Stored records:
-*-

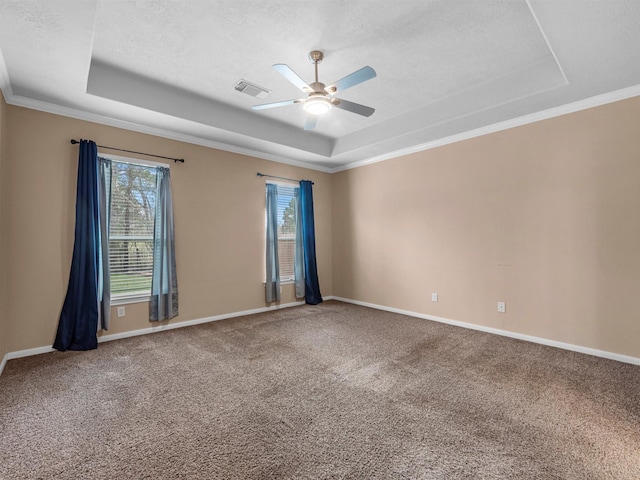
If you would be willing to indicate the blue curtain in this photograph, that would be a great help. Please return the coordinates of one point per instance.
(164, 282)
(88, 280)
(298, 259)
(272, 283)
(312, 293)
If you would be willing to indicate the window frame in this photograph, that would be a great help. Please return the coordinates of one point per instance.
(127, 298)
(289, 280)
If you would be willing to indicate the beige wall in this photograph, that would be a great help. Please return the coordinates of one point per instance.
(4, 327)
(219, 215)
(544, 217)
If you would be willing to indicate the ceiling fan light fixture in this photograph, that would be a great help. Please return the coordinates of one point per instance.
(317, 105)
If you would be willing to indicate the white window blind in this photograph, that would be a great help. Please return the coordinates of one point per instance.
(133, 201)
(286, 231)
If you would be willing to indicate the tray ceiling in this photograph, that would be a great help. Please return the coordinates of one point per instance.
(445, 70)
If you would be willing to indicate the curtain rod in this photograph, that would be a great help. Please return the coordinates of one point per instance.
(281, 178)
(181, 160)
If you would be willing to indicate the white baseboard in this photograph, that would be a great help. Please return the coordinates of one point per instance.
(505, 333)
(3, 363)
(145, 331)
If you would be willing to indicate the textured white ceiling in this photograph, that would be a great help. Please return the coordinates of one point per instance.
(445, 69)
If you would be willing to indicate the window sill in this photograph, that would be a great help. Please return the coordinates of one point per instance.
(127, 299)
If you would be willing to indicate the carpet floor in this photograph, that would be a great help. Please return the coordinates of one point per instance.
(333, 391)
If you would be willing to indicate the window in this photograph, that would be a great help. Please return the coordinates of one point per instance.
(133, 199)
(286, 231)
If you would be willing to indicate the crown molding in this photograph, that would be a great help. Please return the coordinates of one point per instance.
(5, 84)
(48, 107)
(585, 104)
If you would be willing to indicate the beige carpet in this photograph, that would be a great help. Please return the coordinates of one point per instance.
(320, 392)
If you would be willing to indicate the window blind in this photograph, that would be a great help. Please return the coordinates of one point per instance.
(286, 231)
(133, 199)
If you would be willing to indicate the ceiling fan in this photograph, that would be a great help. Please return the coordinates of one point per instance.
(320, 97)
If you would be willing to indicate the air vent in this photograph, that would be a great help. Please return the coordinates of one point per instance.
(252, 89)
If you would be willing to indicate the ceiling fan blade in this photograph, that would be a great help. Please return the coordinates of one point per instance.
(275, 104)
(311, 122)
(353, 107)
(362, 75)
(292, 76)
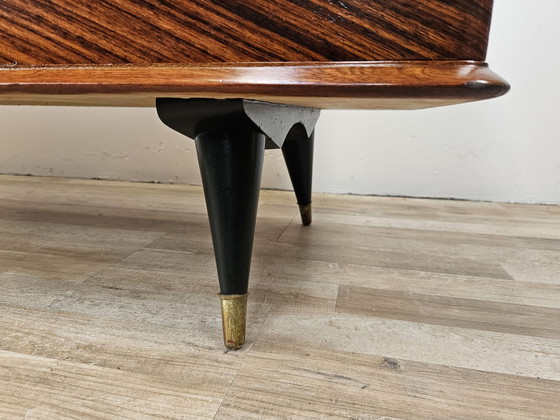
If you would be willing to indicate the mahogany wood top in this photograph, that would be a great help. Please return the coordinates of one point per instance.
(211, 31)
(366, 85)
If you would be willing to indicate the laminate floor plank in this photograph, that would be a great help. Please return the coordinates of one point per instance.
(384, 308)
(282, 381)
(442, 310)
(38, 388)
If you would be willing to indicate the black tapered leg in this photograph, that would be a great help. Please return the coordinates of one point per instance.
(298, 154)
(230, 136)
(231, 166)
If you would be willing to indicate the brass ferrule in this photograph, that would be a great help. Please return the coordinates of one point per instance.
(234, 319)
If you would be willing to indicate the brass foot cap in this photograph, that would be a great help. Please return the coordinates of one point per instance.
(234, 319)
(305, 211)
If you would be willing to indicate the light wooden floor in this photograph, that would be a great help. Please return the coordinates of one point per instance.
(385, 308)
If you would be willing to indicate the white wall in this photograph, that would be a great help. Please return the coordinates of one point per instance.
(507, 149)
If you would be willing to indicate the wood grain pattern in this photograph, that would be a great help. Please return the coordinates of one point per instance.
(339, 329)
(202, 31)
(399, 85)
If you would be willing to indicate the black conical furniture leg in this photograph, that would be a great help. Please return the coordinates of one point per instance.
(231, 166)
(298, 154)
(230, 136)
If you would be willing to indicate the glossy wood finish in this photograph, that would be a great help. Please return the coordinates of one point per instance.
(200, 31)
(109, 308)
(372, 85)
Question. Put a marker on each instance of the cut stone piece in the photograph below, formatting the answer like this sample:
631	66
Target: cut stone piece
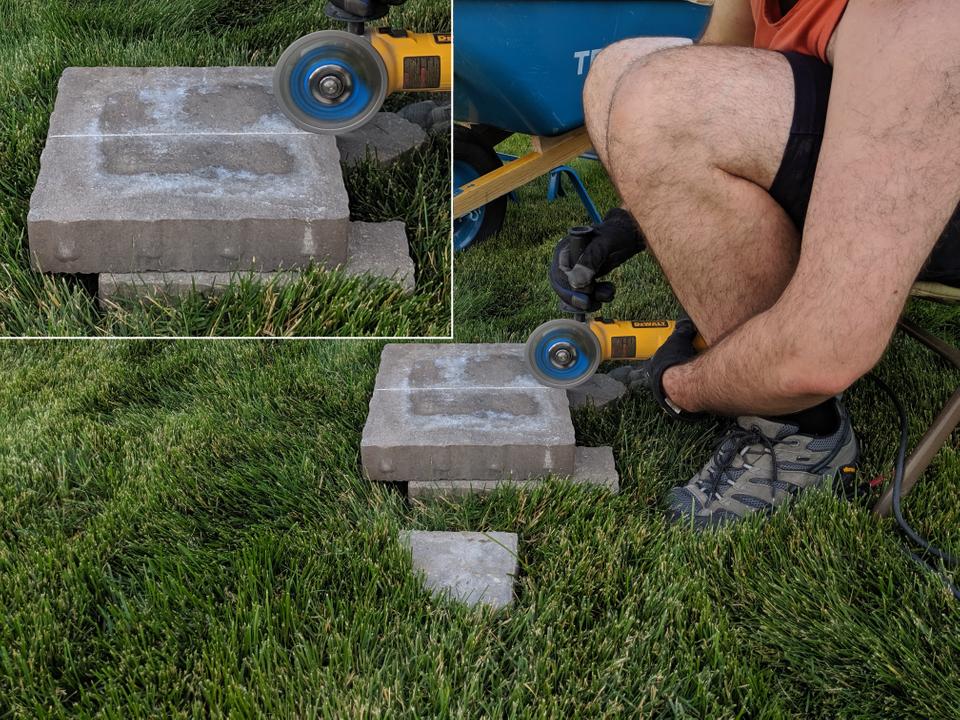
182	169
377	249
594	466
469	567
600	390
381	250
387	136
464	412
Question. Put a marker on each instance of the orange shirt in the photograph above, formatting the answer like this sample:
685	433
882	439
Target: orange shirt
806	28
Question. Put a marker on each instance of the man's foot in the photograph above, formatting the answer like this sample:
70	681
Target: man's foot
760	464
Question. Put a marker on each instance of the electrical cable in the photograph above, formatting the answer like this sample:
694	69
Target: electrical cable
948	560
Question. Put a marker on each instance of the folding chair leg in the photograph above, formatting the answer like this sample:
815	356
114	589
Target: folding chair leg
938	433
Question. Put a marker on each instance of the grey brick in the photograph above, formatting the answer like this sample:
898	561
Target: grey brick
182	169
596	466
463	412
469	567
386	137
381	250
378	249
600	390
593	466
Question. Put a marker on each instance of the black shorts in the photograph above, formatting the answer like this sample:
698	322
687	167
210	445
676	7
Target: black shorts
791	187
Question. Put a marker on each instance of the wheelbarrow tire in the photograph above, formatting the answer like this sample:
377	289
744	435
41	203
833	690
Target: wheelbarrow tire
472	158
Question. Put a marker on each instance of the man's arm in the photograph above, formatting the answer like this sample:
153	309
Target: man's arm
731	23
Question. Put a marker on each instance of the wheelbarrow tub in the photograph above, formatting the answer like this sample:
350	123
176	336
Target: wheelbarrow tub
520	64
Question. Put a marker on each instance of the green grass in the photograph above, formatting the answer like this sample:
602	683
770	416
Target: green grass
185	531
40	38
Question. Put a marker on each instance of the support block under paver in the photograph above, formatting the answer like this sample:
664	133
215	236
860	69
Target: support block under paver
594	466
464	412
470	567
377	249
386	137
182	169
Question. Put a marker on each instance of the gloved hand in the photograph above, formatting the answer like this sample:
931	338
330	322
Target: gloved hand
371	9
594	252
677	350
577	301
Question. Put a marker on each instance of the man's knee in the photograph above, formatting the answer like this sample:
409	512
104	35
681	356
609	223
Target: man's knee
653	114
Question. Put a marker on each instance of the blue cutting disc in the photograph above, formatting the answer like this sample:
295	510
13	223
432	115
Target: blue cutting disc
330	81
563	353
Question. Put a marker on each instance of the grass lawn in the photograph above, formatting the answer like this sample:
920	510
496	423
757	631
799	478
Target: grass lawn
42	37
185	531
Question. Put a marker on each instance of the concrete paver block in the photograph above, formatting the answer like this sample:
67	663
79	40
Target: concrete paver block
600	390
387	136
173	287
593	466
381	250
596	466
470	567
182	169
463	412
378	249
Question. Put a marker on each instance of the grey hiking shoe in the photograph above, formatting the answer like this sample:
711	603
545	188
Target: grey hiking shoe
760	464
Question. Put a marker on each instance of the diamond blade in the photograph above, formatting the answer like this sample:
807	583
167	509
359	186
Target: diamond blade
563	353
330	82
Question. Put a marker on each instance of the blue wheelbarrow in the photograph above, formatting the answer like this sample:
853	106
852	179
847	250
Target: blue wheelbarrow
519	68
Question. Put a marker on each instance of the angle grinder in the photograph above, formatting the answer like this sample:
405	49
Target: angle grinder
334	81
564	353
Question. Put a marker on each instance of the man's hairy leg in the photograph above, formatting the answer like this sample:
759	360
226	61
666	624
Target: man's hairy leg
886	183
606	69
695	138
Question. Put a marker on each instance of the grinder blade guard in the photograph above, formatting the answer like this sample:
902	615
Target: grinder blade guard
563	353
330	81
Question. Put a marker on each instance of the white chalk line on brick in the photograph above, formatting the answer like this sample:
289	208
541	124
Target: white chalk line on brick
183	134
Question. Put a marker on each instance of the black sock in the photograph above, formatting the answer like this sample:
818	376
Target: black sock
821	419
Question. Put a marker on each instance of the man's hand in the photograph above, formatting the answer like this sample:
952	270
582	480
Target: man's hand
678	349
588	253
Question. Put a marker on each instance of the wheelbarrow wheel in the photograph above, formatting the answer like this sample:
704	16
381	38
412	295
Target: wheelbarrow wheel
472	157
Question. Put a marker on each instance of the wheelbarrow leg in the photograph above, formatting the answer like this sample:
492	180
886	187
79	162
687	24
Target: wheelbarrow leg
939	431
555	189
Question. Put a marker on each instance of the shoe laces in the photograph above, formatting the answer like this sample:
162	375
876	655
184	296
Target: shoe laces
736	442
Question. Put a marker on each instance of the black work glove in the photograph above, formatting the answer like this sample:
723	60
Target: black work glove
586	254
371	9
677	350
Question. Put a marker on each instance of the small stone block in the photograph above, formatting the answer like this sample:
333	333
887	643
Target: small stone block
386	137
594	466
463	412
600	390
381	250
378	249
182	169
469	567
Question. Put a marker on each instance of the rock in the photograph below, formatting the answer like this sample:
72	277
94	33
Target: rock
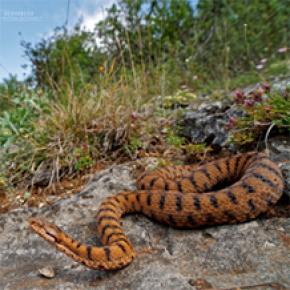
209	119
167	258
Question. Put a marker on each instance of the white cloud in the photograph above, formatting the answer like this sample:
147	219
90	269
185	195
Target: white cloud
92	12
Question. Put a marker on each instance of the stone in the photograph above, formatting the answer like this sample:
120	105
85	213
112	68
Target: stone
167	258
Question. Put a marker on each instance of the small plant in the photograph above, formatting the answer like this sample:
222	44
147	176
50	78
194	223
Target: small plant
181	96
262	112
84	159
173	139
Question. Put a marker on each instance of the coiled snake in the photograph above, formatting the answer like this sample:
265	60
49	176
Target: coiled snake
179	196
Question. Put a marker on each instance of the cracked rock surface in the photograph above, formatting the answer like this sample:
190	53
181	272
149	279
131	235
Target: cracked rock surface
167	258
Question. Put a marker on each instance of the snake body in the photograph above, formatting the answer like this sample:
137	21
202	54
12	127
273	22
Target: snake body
181	197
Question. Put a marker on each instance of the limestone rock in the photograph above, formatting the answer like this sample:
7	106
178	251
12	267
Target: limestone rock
167	258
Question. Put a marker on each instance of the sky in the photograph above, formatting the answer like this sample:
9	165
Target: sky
31	21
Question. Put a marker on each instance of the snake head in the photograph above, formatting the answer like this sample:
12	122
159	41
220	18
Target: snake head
46	230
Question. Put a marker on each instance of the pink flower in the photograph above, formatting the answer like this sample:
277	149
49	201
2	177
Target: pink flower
266	87
240	97
85	146
232	122
249	103
134	115
260	89
283	49
259	66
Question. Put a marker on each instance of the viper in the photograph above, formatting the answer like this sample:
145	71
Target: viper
230	190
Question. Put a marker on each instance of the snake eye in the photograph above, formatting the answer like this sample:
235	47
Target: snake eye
50	234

-*-

Give the lines exactly as they stand, from the line with "Question. Put a marker on each instance of the limestone" through the end of the material.

Reply:
Question. Put a marker on each instance of the limestone rock in the photograph above, formatting the answer like this sample:
7	106
178	251
12	267
Target: limestone rock
167	258
Question. Put a marker on each instance of the sky in the photograph above, formatting the answer like this sample:
9	165
Target: sky
31	21
Question. Put a marker on each instance of the snake head in the photograph above, formatting the answer like this sample:
12	122
159	41
220	18
Target: snake head
46	230
Question. Put a marker on each instance of the pink flower in the photograph above, formatting the answer like this sample:
277	149
49	201
2	177
Target: pink flower
266	87
240	97
85	146
232	122
249	103
134	115
260	89
283	49
259	66
Question. Put a marker on each instance of the viper in the photograph above, formatting the answer like this sample:
145	71
Target: viper
230	190
Question. Put a marker on each instance of the snake eye in the photograph above, formatting the answer like this sample:
235	47
Target: snake eye
50	234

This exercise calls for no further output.